> [INFORMATION SHOWN]:
•••••
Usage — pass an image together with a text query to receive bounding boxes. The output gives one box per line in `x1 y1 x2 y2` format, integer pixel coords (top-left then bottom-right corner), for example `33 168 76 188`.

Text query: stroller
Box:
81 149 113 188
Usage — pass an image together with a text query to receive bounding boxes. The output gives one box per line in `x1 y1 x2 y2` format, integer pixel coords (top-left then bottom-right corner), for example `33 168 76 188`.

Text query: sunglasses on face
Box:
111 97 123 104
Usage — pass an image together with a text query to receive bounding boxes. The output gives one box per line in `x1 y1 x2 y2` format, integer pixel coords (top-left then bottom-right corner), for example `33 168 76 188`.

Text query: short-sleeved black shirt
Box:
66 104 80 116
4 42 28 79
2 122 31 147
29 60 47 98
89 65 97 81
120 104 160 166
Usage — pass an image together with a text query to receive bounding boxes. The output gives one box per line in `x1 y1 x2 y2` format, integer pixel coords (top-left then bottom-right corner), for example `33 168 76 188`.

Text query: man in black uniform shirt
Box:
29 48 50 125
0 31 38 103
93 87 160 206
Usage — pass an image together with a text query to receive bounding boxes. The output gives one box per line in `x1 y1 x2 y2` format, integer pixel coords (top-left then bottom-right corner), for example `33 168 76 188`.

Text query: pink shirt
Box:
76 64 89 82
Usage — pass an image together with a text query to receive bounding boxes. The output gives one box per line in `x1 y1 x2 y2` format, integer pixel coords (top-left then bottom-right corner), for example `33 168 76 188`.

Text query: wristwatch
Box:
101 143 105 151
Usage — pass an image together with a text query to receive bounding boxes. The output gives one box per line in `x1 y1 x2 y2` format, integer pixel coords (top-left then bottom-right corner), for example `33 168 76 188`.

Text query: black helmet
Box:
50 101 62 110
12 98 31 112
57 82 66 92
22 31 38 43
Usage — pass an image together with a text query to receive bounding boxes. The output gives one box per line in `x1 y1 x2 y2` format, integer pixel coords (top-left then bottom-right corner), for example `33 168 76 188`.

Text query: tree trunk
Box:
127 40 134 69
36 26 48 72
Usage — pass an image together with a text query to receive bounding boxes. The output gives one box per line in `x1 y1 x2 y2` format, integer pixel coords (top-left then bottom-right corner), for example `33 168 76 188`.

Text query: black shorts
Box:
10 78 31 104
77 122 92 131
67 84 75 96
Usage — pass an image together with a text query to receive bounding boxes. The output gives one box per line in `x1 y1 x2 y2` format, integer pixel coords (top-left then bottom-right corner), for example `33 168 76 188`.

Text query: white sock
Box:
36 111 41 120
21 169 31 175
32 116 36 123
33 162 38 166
•••••
> [TASK DESCRIPTION]: Render the listing above as a numbered list, from its first line through the line that contains "120 104 160 166", both ends included. Omit blank lines.

> [SOLVED EXERCISE]:
1. Usage — pass an image together with a text query to receive bounding boxes. The output gives one box per line in `x1 y1 x2 y2` format, integer pixel coords (top-left then bottom-right corner), for example `33 168 76 188`.
2. Text query: stroller
3. Box:
4. 81 149 113 188
5. Usage — pass an image together with a text query to receive bounding boxes. The output gives one box per line in `x1 y1 x2 y2` format, integer pixel coords (top-left then bottom-right corner), for example `33 168 76 188`.
6. Text query: sunglasses on face
7. Box:
8. 111 97 123 104
9. Usage — pass an image together with a text query to receive bounding boxes. The output gives one box per line in `x1 y1 x2 y2` format, integer pixel coords (top-left then bottom-right corner), for example `33 168 76 188`.
10. Text query: short-sleeved black shirt
11. Box:
12. 66 104 80 116
13. 4 42 28 79
14. 2 122 31 147
15. 29 60 47 98
16. 89 65 97 81
17. 120 104 160 166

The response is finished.